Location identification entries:
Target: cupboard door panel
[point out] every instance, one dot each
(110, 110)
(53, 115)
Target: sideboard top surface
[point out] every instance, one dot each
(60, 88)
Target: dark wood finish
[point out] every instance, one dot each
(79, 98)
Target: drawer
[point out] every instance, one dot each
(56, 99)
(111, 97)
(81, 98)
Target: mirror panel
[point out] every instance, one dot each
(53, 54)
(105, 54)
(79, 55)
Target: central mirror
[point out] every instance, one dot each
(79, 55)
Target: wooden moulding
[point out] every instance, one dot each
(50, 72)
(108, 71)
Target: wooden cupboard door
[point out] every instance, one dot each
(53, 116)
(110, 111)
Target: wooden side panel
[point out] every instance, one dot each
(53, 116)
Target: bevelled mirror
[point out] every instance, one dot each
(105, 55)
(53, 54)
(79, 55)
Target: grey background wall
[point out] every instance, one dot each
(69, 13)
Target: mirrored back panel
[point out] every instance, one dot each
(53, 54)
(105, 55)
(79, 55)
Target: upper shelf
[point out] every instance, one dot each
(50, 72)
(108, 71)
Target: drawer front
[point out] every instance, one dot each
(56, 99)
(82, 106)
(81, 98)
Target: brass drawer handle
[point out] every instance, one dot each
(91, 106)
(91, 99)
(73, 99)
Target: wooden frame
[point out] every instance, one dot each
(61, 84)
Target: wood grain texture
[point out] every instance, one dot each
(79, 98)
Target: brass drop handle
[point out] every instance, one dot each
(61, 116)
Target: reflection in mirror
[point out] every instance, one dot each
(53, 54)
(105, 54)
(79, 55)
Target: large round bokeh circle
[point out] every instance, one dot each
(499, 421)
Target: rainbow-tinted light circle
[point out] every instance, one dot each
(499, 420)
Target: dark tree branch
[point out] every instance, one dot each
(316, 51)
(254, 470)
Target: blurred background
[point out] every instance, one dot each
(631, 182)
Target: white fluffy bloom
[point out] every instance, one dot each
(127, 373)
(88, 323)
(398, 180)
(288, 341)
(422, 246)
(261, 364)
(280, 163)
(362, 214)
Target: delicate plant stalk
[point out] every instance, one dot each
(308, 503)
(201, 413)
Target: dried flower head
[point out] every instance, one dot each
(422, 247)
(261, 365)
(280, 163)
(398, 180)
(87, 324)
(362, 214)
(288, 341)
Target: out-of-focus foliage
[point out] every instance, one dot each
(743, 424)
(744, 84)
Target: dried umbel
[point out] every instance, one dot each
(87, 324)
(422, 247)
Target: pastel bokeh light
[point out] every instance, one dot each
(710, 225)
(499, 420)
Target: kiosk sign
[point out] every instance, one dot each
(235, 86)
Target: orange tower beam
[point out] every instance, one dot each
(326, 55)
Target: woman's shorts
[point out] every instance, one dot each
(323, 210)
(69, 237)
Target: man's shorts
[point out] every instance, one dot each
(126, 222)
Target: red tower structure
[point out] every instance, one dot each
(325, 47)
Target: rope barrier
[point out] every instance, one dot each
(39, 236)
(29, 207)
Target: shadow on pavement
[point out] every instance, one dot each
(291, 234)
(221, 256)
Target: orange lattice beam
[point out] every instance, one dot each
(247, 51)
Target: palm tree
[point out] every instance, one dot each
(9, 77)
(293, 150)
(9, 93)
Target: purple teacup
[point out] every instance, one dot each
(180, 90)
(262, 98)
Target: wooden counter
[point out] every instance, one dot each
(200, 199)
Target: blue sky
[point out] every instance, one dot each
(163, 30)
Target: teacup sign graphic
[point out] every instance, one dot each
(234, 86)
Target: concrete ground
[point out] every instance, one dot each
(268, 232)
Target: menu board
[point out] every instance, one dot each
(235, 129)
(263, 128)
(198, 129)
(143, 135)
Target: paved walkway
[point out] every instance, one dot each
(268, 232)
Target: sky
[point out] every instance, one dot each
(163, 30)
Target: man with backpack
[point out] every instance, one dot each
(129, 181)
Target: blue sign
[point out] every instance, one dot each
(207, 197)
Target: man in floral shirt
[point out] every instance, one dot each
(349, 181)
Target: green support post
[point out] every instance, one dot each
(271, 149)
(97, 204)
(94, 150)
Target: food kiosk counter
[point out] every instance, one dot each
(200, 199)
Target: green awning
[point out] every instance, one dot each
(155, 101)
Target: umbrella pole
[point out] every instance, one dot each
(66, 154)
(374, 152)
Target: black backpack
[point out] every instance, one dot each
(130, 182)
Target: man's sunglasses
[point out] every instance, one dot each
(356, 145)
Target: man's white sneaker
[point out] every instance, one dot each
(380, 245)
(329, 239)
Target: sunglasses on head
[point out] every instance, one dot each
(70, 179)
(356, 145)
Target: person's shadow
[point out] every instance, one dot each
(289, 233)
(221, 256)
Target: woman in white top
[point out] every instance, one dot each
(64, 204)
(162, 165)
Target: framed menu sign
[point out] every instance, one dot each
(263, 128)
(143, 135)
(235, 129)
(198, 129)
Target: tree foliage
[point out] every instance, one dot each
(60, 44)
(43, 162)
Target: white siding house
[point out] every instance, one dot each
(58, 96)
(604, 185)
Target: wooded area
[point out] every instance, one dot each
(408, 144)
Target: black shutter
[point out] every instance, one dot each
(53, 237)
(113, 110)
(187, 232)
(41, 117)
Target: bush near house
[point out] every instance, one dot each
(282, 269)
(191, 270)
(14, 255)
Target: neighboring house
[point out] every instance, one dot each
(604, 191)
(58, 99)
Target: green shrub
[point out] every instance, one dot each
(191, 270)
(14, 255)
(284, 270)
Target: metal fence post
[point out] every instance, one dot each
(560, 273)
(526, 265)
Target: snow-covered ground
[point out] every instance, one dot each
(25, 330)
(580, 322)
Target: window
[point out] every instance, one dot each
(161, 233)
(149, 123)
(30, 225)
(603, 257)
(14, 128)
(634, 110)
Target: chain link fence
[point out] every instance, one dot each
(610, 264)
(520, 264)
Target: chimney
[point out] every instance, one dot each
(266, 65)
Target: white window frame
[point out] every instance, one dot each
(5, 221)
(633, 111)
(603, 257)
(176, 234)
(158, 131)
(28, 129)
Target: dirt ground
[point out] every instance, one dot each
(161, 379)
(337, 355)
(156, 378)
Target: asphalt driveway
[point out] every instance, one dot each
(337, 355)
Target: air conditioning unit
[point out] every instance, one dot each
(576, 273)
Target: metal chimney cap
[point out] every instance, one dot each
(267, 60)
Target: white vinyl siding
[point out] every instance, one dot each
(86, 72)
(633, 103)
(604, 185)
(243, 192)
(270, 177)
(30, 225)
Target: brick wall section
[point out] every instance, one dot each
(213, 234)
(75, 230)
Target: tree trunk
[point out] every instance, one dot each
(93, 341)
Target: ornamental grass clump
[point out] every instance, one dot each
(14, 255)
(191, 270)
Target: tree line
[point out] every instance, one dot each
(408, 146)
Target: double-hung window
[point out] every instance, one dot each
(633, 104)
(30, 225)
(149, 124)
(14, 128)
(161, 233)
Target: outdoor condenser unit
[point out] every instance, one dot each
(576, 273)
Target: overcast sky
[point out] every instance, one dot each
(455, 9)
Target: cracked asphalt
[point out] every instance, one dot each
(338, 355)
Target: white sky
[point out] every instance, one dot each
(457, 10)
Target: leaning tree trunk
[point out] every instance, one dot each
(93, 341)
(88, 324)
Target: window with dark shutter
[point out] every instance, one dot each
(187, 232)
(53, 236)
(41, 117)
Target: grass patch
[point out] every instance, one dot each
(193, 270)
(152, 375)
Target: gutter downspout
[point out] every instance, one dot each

• What is being asked
Print the material verbatim, all of it.

• Response to this exercise
Target: cupboard door panel
[point out] every instance, one dot each
(110, 110)
(53, 115)
Target: sideboard top surface
[point out] every instance, one dot each
(60, 88)
Target: dark wood finish
[point out] every instance, one dot each
(79, 98)
Target: drawer
[point out] every instance, one dot each
(56, 99)
(111, 97)
(81, 98)
Target: mirror panel
[point out] every instance, one dot each
(53, 54)
(105, 54)
(79, 55)
Target: central mirror
[point out] every instance, one dot each
(79, 55)
Target: wooden moulding
[point out] every instance, one dot each
(50, 72)
(108, 71)
Target: wooden cupboard door
[point out] every instance, one dot each
(53, 116)
(110, 111)
Target: wooden side panel
[point out] every instance, one dot each
(53, 116)
Target: bevelled mirror
[point out] every instance, one dot each
(105, 55)
(53, 54)
(79, 55)
Target: grey background wall
[point out] every instance, one dot each
(69, 13)
Target: mirrored back panel
[point out] every instance, one dot each
(53, 54)
(105, 55)
(79, 55)
Target: upper shelf
[point out] every instance, one dot each
(50, 72)
(108, 71)
Target: drawer front
[point out] every instance, one dot each
(56, 99)
(82, 106)
(81, 98)
Target: brass drawer handle
[point out] every instance, one dot each
(91, 106)
(91, 99)
(73, 99)
Target: wooden frame
[point out] every instance, one dot each
(61, 84)
Target: wood grain texture
[point out] every instance, one dot each
(79, 98)
Target: brass drop handle
[point out] every instance, one dot each
(61, 116)
Target: reflection in mirror
[point out] every instance, one dot each
(53, 54)
(105, 54)
(79, 55)
Target: large round bokeh circle
[point out] every instance, one dot each
(499, 421)
Target: rainbow-tinted light circle
[point out] every instance, one dot each
(499, 420)
Target: dark tree branch
[point out] every instance, one dot each
(316, 51)
(254, 470)
Target: blurred background
[point out] every instance, one dot each
(631, 182)
Target: white fluffy bloom
[point out] every instance, one dot each
(127, 373)
(88, 323)
(398, 180)
(288, 341)
(422, 246)
(261, 364)
(280, 163)
(362, 214)
Target: delicate plant stalk
[point out] every instance, one dot each
(308, 503)
(201, 413)
Target: dried flower head
[point out] every instance, one dot each
(422, 247)
(261, 365)
(280, 163)
(398, 180)
(87, 324)
(362, 214)
(288, 341)
Target: out-of-focus foliage
[point out] every instance, one dot each
(743, 424)
(744, 84)
Target: dried umbel
[point out] every instance, one dot each
(87, 324)
(422, 247)
Target: pastel bokeh light
[point out] every instance, one dot each
(710, 225)
(499, 420)
Target: kiosk sign
[point out] every instance, one dot each
(235, 86)
Target: orange tower beam
[point out] every instance, one dot each
(326, 55)
Target: woman's shorts
[point out] every instance, one dot each
(323, 210)
(69, 237)
Target: man's shorts
[point out] every instance, one dot each
(126, 222)
Target: red tower structure
[point out] every instance, one dot each
(325, 47)
Target: rope barrier
[point out] every instance, one dot each
(39, 236)
(29, 207)
Target: shadow on pavement
[point out] every instance, one dot each
(291, 234)
(221, 256)
Target: orange lattice beam
[point out] every instance, one dot each
(247, 51)
Target: palm tree
[point out] every instance, one dot each
(9, 77)
(293, 150)
(9, 93)
Target: purple teacup
[point out] every instance, one dot each
(180, 90)
(262, 98)
Target: wooden counter
[point out] every instance, one dot each
(200, 199)
Target: blue sky
[point out] every instance, one dot each
(163, 30)
Target: teacup sign graphic
[point out] every instance, one dot each
(234, 86)
Target: concrete ground
[point out] every instance, one dot each
(268, 232)
Target: menu board
[point out] every instance, one dot each
(235, 129)
(263, 128)
(198, 129)
(143, 135)
Target: paved walkway
[point out] every instance, one dot each
(268, 232)
Target: sky
[point out] every instance, one dot each
(163, 30)
Target: man with backpack
[point out] every instance, one dot each
(129, 181)
Target: blue sign
[point out] every instance, one dot each
(207, 197)
Target: man in floral shirt
[point out] every instance, one dot each
(349, 181)
Target: green support post
[point out] every instance, one dot each
(271, 149)
(97, 204)
(94, 150)
Target: food kiosk counter
[point out] every instance, one dot each
(200, 199)
Target: green awning
[point out] every instance, one dot each
(155, 101)
Target: umbrella pole
[point out] every instance, one dot each
(66, 154)
(374, 152)
Target: black backpack
[point out] every instance, one dot each
(130, 182)
Target: man's sunglasses
[point out] every instance, one dot each
(356, 145)
Target: man's white sneaker
[point out] every instance, one dot each
(380, 245)
(329, 239)
Target: sunglasses on head
[point out] every instance, one dot each
(70, 179)
(356, 145)
Target: person's shadow
[point out] every instance, one dot each
(289, 233)
(221, 256)
Target: woman in white top
[point out] every instance, one dot each
(64, 204)
(162, 165)
Target: framed menu sign
[point out] every instance, one dot each
(263, 128)
(143, 135)
(235, 129)
(198, 129)
Target: tree foliage
[point out] every instance, one dot each
(60, 44)
(43, 162)
Target: white siding house
[point out] every instance, one dot each
(58, 96)
(604, 185)
Target: wooded area
[point out] every instance, one dot each
(408, 144)
Target: black shutter
[point out] every instance, one dot each
(53, 237)
(113, 110)
(187, 232)
(41, 117)
Target: bush near house
[point out] every instance, one dot each
(282, 269)
(191, 270)
(14, 255)
Target: neighboring house
[point out] every instance, one dot each
(604, 191)
(58, 99)
Target: green shrub
[point out] every instance, one dot each
(191, 270)
(14, 255)
(284, 270)
Target: metal fence post
[point out] every instance, one dot each
(560, 273)
(526, 265)
Target: snow-covered ground
[point out] every instance, one dot each
(25, 330)
(580, 322)
Target: window
[point out] every instance, one dot each
(161, 233)
(149, 123)
(30, 225)
(603, 257)
(14, 128)
(634, 110)
Target: chain link fence
[point out] every instance, one dot each
(610, 264)
(520, 264)
Target: chimney
[point out] every instance, one dot each
(266, 65)
Target: white window frame
[point out] every instance, one dot each
(5, 221)
(633, 111)
(603, 257)
(176, 234)
(158, 131)
(28, 129)
Target: dirt ground
[point out] every instance, one dot each
(161, 379)
(337, 355)
(156, 378)
Target: asphalt driveway
[point out] every instance, one dot each
(337, 355)
Target: air conditioning unit
[point out] every instance, one dot each
(576, 273)
Target: metal chimney cap
[point out] every instance, one dot each
(267, 60)
Target: white vinyl siding
[point out] every instance, one dot each
(86, 72)
(633, 103)
(604, 185)
(243, 192)
(270, 177)
(30, 225)
Target: brick wall section
[point out] every instance, one dot each
(213, 234)
(75, 230)
Target: tree trunk
[point out] every instance, one dot each
(93, 341)
Target: ornamental grass clump
[point out] every instance, one dot each
(14, 255)
(191, 270)
Target: tree line
[point out] every instance, one dot each
(408, 146)
Target: double-hung window
[point out] every instance, one dot each
(633, 104)
(30, 225)
(149, 124)
(14, 128)
(161, 233)
Target: outdoor condenser unit
[point out] every instance, one dot each
(576, 273)
Target: overcast sky
[point out] every instance, one dot each
(455, 9)
Target: cracked asphalt
[point out] every instance, one dot each
(338, 355)
Target: white sky
[point out] every instance, one dot each
(457, 10)
Target: leaning tree trunk
[point out] every instance, one dot each
(93, 341)
(88, 324)
Target: window with dark shutter
[point out] every instance, one dot each
(187, 232)
(53, 236)
(41, 117)
Target: grass patch
[point out] every instance, one dot each
(193, 270)
(152, 375)
Target: gutter downspout
[point out] every instance, one dot each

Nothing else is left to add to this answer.